AIM OF THE EXERCISE: Copy out every line in the material below that contains the word "wall".

DATA LISTING:
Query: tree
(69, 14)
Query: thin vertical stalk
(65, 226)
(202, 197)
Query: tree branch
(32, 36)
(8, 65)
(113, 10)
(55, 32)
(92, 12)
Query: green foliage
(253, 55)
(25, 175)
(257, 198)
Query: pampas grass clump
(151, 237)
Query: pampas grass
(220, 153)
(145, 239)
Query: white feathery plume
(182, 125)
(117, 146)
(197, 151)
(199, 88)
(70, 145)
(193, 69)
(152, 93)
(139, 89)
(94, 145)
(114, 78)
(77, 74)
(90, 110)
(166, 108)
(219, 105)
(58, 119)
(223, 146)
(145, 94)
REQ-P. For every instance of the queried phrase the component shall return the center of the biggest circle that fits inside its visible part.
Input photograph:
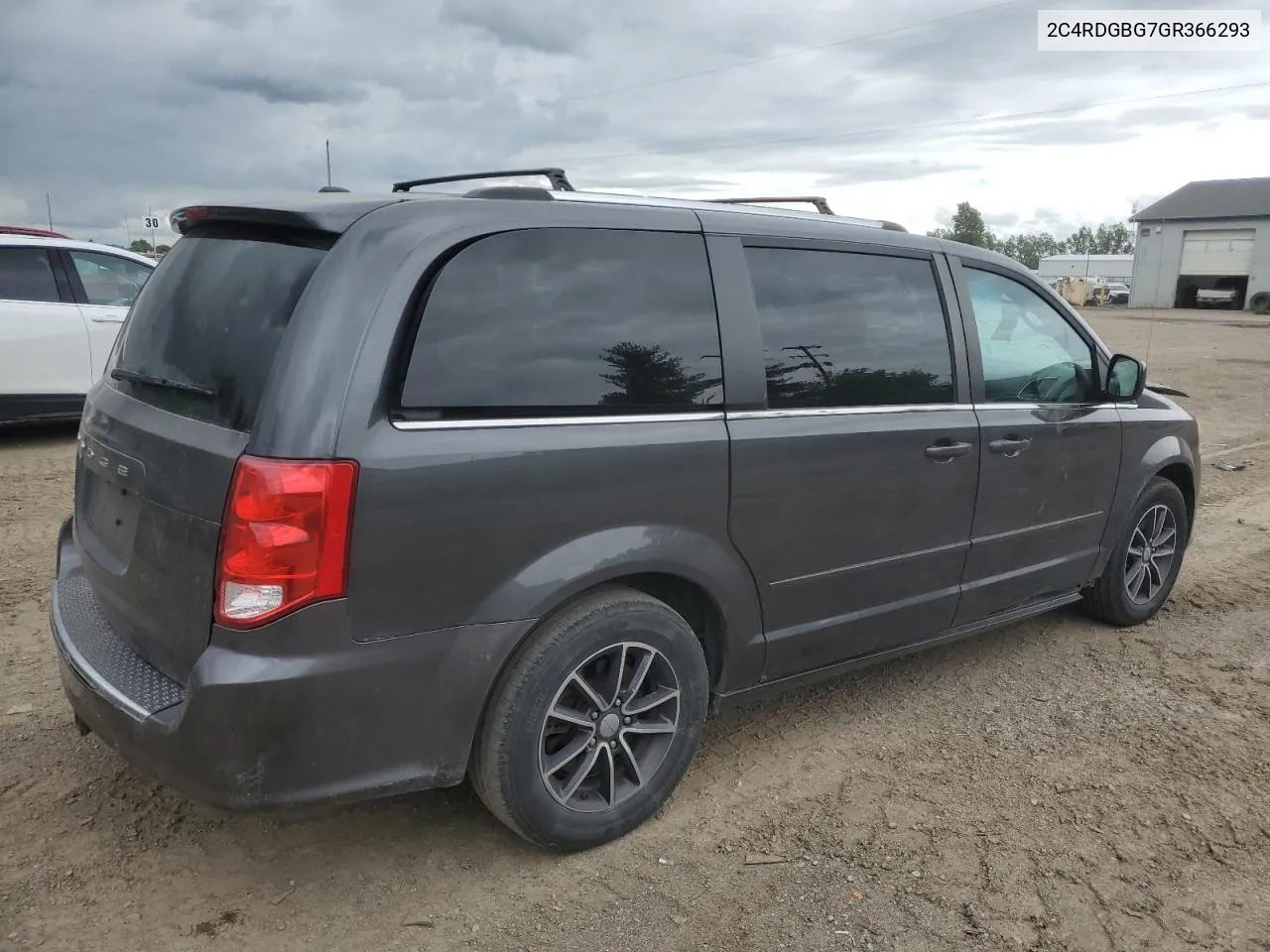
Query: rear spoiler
(330, 213)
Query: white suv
(62, 304)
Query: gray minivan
(385, 492)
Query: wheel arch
(1170, 457)
(701, 579)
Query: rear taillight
(285, 538)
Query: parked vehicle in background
(1215, 298)
(62, 306)
(380, 492)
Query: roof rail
(28, 232)
(822, 206)
(557, 177)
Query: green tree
(1112, 240)
(1082, 243)
(647, 376)
(968, 227)
(1030, 248)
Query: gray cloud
(294, 90)
(163, 103)
(553, 27)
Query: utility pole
(806, 349)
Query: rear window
(212, 317)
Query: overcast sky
(113, 108)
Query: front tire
(594, 721)
(1144, 563)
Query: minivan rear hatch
(163, 430)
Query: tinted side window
(27, 275)
(568, 321)
(1030, 352)
(843, 329)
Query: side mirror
(1127, 376)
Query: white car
(62, 304)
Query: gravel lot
(1053, 785)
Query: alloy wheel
(1152, 551)
(608, 728)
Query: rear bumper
(294, 714)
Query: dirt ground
(1055, 785)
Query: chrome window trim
(1007, 405)
(526, 421)
(794, 413)
(843, 411)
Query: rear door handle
(947, 452)
(1011, 445)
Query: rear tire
(1144, 562)
(593, 722)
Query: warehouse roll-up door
(1216, 252)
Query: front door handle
(1008, 447)
(947, 452)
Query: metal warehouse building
(1106, 267)
(1211, 235)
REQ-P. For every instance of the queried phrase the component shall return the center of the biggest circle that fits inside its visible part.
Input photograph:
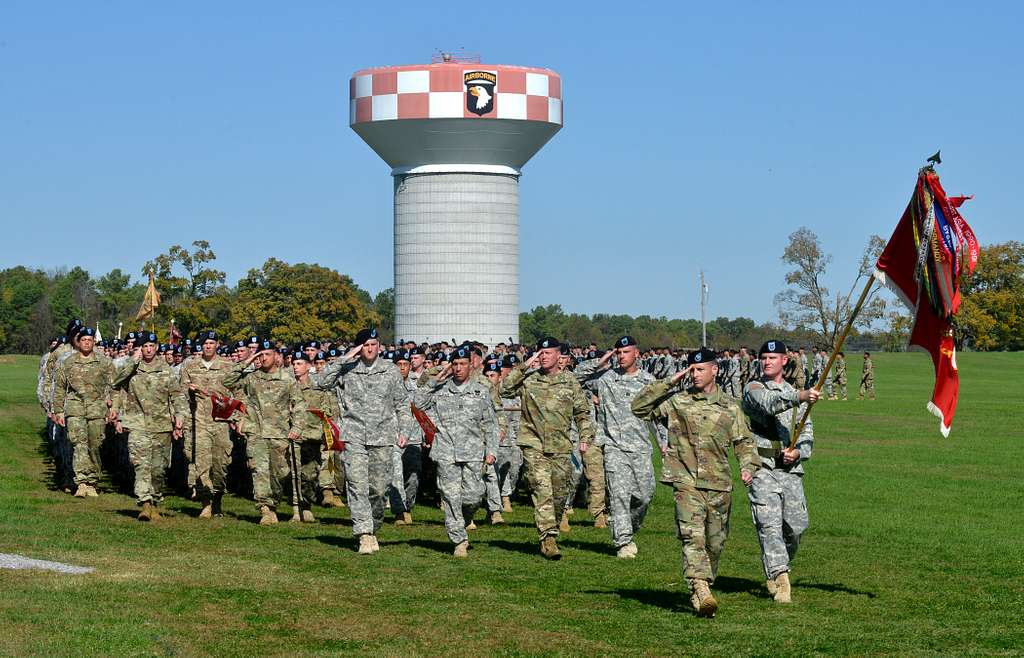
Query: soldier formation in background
(351, 424)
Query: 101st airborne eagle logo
(480, 91)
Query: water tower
(456, 134)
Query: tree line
(295, 302)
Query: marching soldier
(313, 444)
(466, 441)
(374, 413)
(866, 379)
(81, 403)
(153, 409)
(210, 443)
(776, 495)
(626, 439)
(704, 423)
(274, 421)
(550, 400)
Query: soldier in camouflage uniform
(702, 423)
(153, 409)
(550, 400)
(866, 379)
(466, 441)
(839, 377)
(81, 403)
(313, 442)
(374, 413)
(210, 440)
(409, 466)
(274, 420)
(777, 502)
(626, 439)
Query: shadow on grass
(349, 543)
(667, 600)
(835, 587)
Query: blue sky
(695, 135)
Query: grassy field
(915, 547)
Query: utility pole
(704, 308)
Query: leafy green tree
(293, 303)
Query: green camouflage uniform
(549, 404)
(866, 380)
(275, 407)
(82, 390)
(208, 442)
(839, 367)
(701, 428)
(467, 432)
(151, 403)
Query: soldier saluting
(550, 400)
(776, 496)
(702, 422)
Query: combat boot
(782, 594)
(267, 516)
(549, 547)
(704, 602)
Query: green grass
(915, 547)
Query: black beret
(772, 347)
(626, 341)
(548, 342)
(366, 335)
(704, 355)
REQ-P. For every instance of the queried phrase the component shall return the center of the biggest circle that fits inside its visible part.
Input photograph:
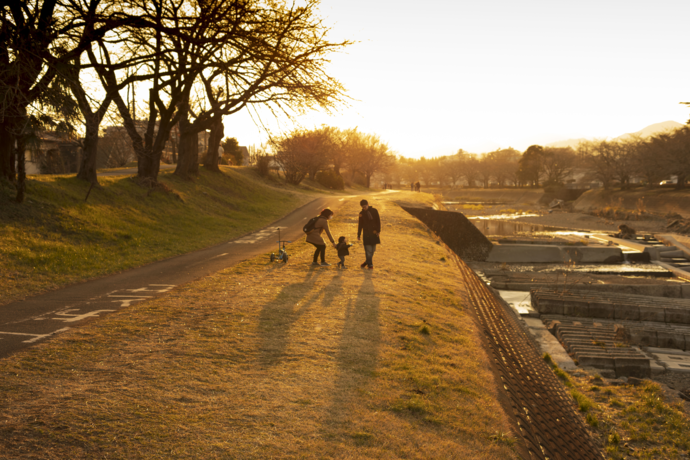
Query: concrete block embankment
(548, 253)
(456, 231)
(594, 344)
(678, 291)
(612, 306)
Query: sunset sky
(433, 77)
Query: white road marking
(71, 318)
(137, 296)
(128, 302)
(36, 337)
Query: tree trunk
(21, 167)
(7, 154)
(87, 167)
(189, 145)
(217, 132)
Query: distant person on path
(370, 225)
(314, 236)
(343, 251)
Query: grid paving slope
(544, 412)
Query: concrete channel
(543, 413)
(592, 301)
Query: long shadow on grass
(357, 353)
(278, 316)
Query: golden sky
(436, 76)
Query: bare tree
(599, 157)
(369, 155)
(557, 164)
(673, 154)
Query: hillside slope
(56, 238)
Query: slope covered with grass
(272, 361)
(56, 237)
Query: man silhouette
(370, 225)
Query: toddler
(342, 251)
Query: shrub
(262, 162)
(330, 179)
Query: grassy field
(57, 238)
(272, 361)
(631, 421)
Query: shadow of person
(358, 350)
(278, 315)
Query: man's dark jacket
(369, 222)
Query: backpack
(309, 226)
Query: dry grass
(632, 421)
(271, 361)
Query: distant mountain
(648, 131)
(651, 130)
(567, 143)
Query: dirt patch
(659, 201)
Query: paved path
(30, 321)
(128, 171)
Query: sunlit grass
(272, 361)
(56, 238)
(634, 421)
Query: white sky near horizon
(431, 78)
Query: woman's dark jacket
(369, 222)
(343, 249)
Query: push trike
(282, 253)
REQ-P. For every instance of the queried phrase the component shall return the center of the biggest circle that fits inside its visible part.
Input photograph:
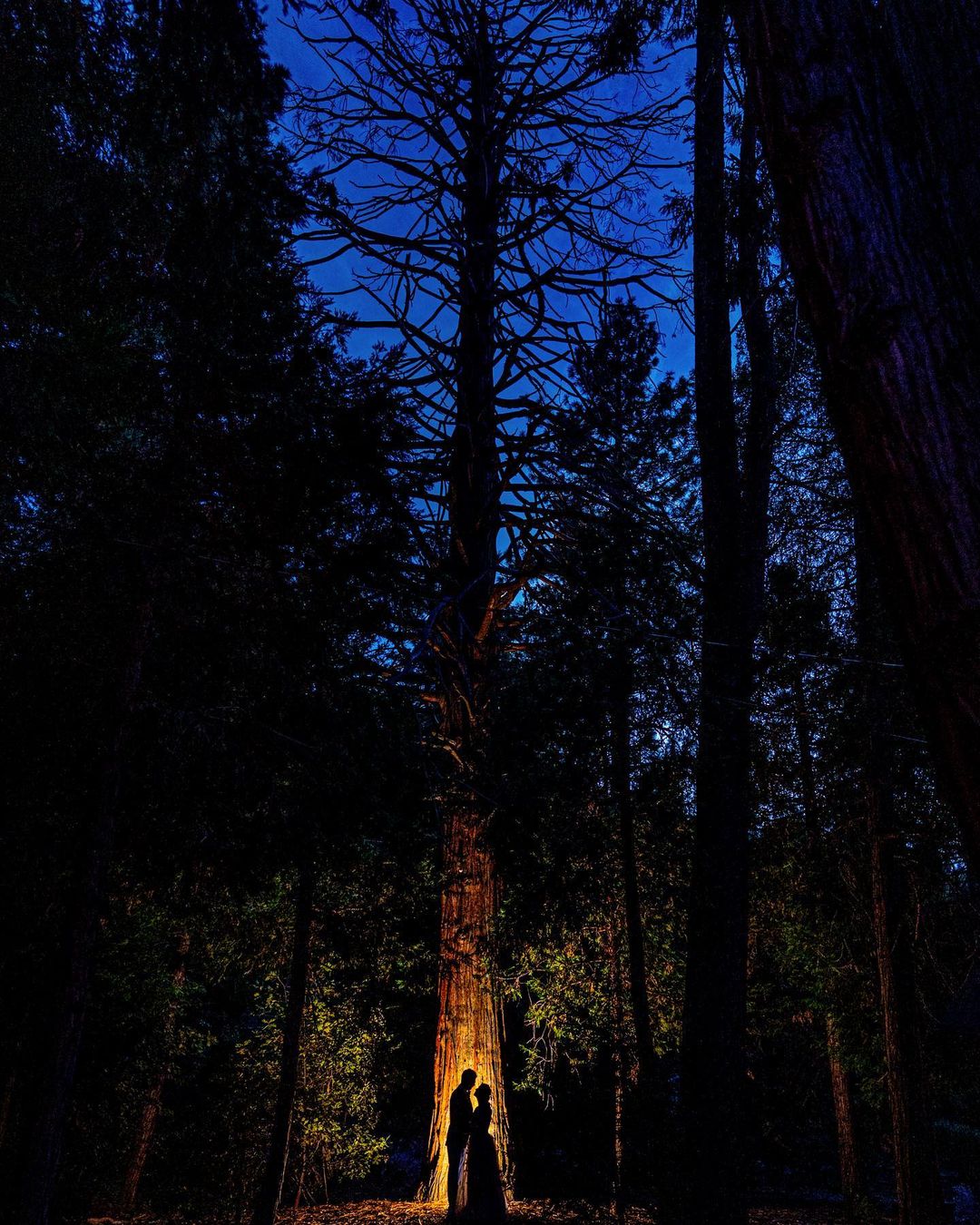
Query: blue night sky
(305, 69)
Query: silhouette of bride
(480, 1190)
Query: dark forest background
(230, 697)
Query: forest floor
(527, 1211)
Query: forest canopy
(489, 601)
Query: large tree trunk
(270, 1189)
(735, 506)
(619, 1071)
(871, 116)
(468, 1032)
(151, 1112)
(622, 766)
(58, 1075)
(916, 1171)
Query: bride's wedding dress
(480, 1189)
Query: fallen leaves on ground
(533, 1211)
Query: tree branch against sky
(496, 185)
(580, 178)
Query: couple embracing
(475, 1186)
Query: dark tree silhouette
(496, 201)
(876, 201)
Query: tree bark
(917, 1187)
(871, 118)
(58, 1077)
(619, 1074)
(622, 762)
(151, 1112)
(734, 507)
(270, 1189)
(469, 1032)
(842, 1088)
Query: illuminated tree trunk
(469, 1029)
(469, 1018)
(871, 116)
(734, 493)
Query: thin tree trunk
(622, 755)
(58, 1078)
(270, 1189)
(619, 1078)
(916, 1171)
(871, 113)
(151, 1112)
(735, 507)
(469, 1032)
(842, 1087)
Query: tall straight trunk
(917, 1187)
(734, 508)
(56, 1082)
(622, 762)
(150, 1113)
(842, 1087)
(619, 1075)
(270, 1189)
(842, 1083)
(469, 1032)
(871, 118)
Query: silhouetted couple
(475, 1186)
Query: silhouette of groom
(461, 1112)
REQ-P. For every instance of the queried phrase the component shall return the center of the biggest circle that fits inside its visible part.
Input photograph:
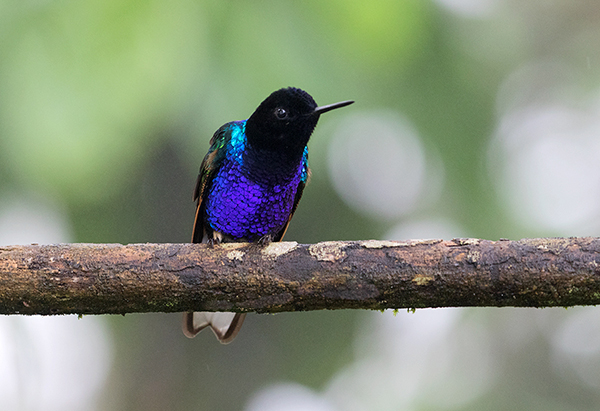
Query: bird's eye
(281, 113)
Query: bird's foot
(265, 240)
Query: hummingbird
(250, 183)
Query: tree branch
(117, 279)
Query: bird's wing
(211, 163)
(301, 185)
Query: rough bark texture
(117, 279)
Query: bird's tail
(224, 325)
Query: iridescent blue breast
(252, 194)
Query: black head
(285, 120)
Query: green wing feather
(210, 165)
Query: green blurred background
(475, 118)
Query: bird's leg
(265, 240)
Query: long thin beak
(325, 109)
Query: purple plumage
(250, 183)
(246, 202)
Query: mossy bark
(119, 279)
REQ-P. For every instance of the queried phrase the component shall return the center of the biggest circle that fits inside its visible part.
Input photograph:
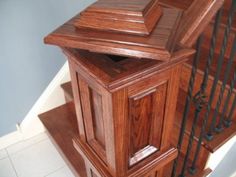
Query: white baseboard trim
(216, 157)
(31, 125)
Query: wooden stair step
(67, 88)
(62, 126)
(184, 4)
(199, 173)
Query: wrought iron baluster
(206, 75)
(199, 101)
(202, 133)
(209, 135)
(232, 110)
(188, 100)
(226, 123)
(219, 127)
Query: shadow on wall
(226, 167)
(27, 65)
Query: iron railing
(225, 98)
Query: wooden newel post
(125, 59)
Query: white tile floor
(36, 157)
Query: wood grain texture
(136, 116)
(158, 45)
(134, 16)
(62, 127)
(116, 75)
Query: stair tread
(62, 126)
(218, 140)
(199, 173)
(184, 4)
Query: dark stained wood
(158, 45)
(199, 173)
(62, 127)
(143, 113)
(122, 73)
(125, 105)
(67, 88)
(133, 16)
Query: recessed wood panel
(146, 113)
(92, 109)
(96, 109)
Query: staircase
(205, 113)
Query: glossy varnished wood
(158, 45)
(134, 16)
(62, 127)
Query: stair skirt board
(51, 97)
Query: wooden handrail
(195, 20)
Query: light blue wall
(27, 65)
(227, 167)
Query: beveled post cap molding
(132, 16)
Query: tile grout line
(55, 170)
(27, 146)
(24, 140)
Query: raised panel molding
(92, 110)
(146, 113)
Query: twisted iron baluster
(188, 101)
(232, 110)
(199, 101)
(226, 123)
(193, 166)
(209, 135)
(219, 127)
(206, 72)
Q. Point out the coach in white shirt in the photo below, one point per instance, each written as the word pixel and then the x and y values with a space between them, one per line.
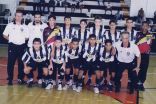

WORKED SOLUTION:
Query: shadow on wall
Query: light blue wall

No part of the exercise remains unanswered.